### Prompt
Reproduce each entry below exactly, without omitting any.

### Input material
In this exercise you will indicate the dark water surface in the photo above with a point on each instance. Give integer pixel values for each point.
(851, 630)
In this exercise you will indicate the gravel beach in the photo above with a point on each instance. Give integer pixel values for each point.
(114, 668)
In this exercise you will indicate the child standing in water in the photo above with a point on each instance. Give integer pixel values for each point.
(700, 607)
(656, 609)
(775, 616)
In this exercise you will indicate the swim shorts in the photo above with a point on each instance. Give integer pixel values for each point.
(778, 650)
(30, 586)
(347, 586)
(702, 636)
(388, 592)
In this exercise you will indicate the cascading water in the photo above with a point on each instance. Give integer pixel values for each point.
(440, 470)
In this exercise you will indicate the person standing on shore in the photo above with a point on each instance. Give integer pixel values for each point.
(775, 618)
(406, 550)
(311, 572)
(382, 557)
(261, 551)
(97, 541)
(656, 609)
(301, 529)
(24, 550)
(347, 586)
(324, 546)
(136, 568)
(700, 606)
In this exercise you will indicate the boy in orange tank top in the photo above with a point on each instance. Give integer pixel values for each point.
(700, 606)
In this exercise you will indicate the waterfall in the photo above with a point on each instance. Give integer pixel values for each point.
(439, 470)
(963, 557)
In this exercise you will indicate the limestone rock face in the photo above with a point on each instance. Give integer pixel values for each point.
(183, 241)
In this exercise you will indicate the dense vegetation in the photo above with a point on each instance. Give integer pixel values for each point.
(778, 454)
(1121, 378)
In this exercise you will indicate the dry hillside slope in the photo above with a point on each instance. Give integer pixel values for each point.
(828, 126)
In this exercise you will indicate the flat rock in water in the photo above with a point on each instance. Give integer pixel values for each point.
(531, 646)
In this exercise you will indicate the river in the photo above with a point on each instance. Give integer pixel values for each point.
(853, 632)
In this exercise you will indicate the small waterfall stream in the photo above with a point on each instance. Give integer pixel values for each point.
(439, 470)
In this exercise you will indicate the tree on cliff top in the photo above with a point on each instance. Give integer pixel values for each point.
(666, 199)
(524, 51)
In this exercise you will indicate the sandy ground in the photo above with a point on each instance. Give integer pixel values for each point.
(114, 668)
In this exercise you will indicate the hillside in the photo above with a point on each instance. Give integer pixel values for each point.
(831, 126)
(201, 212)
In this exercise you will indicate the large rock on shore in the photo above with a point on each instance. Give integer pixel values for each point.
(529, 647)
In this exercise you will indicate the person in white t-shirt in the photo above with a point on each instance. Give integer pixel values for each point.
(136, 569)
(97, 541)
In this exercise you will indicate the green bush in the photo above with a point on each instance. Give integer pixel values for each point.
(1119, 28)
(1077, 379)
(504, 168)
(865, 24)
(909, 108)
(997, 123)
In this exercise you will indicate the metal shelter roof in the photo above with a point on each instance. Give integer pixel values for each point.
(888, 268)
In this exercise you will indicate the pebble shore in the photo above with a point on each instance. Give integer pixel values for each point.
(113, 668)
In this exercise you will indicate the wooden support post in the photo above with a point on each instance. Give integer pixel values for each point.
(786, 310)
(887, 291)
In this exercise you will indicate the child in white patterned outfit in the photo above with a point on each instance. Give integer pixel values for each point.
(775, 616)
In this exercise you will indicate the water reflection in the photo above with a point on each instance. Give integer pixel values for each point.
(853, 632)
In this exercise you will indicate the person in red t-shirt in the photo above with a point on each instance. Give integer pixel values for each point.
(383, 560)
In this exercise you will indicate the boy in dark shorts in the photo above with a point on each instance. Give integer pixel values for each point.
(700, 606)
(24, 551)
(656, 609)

### Answer
In this exercise you will indicate the dark water surface in the photo above with a point on each instance. Give integer pixel values for each point.
(851, 630)
In this exercise you will indicate the gravel beach in the photo above with a point on each instance. Give integer pixel values for each point.
(114, 668)
In this exercise you will indicate the child standing in water in the photo above with a point on each instance. Give integer pixel values for each point.
(700, 607)
(656, 609)
(775, 616)
In this exercise you will indicate the swim shorts in the photo above with a point on each instance. Give integer pixel values for each point.
(778, 650)
(30, 586)
(347, 586)
(702, 636)
(388, 592)
In this exercise you will indicate the cascading water in the photo above with a point on each instance. Give integer pixel values for each point.
(440, 470)
In this exercise you will indicate the person standing on shore in the photo above with a point on each instance. Give integer pixel values for each point.
(775, 618)
(406, 550)
(311, 572)
(382, 557)
(261, 551)
(97, 541)
(656, 609)
(301, 529)
(24, 550)
(347, 586)
(324, 546)
(136, 568)
(700, 606)
In this exercise you will indicate the boy in orange tank top in the photo above with a point on each instance. Give integer pixel values for each point.
(700, 606)
In this exercise you will indicate the waterfall in the photo above with a point on each instance. Give integer pixel values for each point.
(439, 470)
(963, 557)
In this exercise you will indicate the limestone rock face in the photo above with a point on each instance. Give integer pixel values for each point.
(183, 241)
In this exercise you will indicate the dense vegetation in the photo above with a point on each instance. Give integer pixel values for each point.
(778, 454)
(1121, 378)
In this exercise you will indicate the dry hillside slope in the photo above with a point on each instance. Give integer pixel values for each point.
(828, 126)
In this exercise you will indicate the flat rock in water in the photo above with a point on each instance. Give integer pixel values for each point.
(531, 646)
In this exercise you will indicate the river in the photo above with a point on each instance. Give integer pixel values for each point.
(853, 632)
In this exercise you will indicate the small waterfall stream in the photo above with a point on each instance. Give integer pixel values for each point.
(439, 470)
In this exercise you will indicate the tree on cliff top in the photo above with a point on each instance. Give integer pixel values for each point.
(666, 199)
(524, 51)
In this exercise you will indicate the sandy ground in the photo above with a point on each instance. Give integer pixel values for each point.
(114, 668)
In this exercise you will indicate the hillside in the photo above with a point on each instance. Give integer pixel values for each point.
(831, 126)
(201, 212)
In this exercise you will indicate the large rock on shore in the photo above with a point on each instance. Give integer pixel values for each point.
(529, 647)
In this exercise you will indicate the person in white t-shirt in the photo above with a point on each instance. Give integer pixel values for each point.
(136, 569)
(97, 541)
In this exercise you will indicate the green bush in the photo above with a point on each instance. Give integer pixel values for each point.
(1119, 28)
(1077, 379)
(504, 168)
(865, 24)
(909, 108)
(997, 123)
In this exercise you will indicate the metal shelter roof in the photo above with a point on each instance. Give integer pixel values for each point.
(888, 268)
In this exercise you will indicate the pebble shore in the photo above with a point on each instance. Give integer pixel values for each point.
(113, 668)
In this exercise you will indicate the wooden support post in the photo above with a point on each instance. Give integer pixel values for each point.
(786, 310)
(887, 291)
In this exercise you will indicate the child in white patterned outfit in the photo above with a point on each instance. Give integer pixel values for each point.
(775, 616)
In this exercise you will indicate the water reflection in the photo above with a point on each instance. Give integer pixel values for each point.
(853, 632)
In this exercise you will indicate the person in red t-shirt in the photo above with a point on each instance. Give integer pixel values for each point.
(383, 560)
In this exercise you will indicate the boy in dark shorts in the photo above with a point on each instance. Give integer pixel values for each point.
(700, 606)
(24, 551)
(656, 609)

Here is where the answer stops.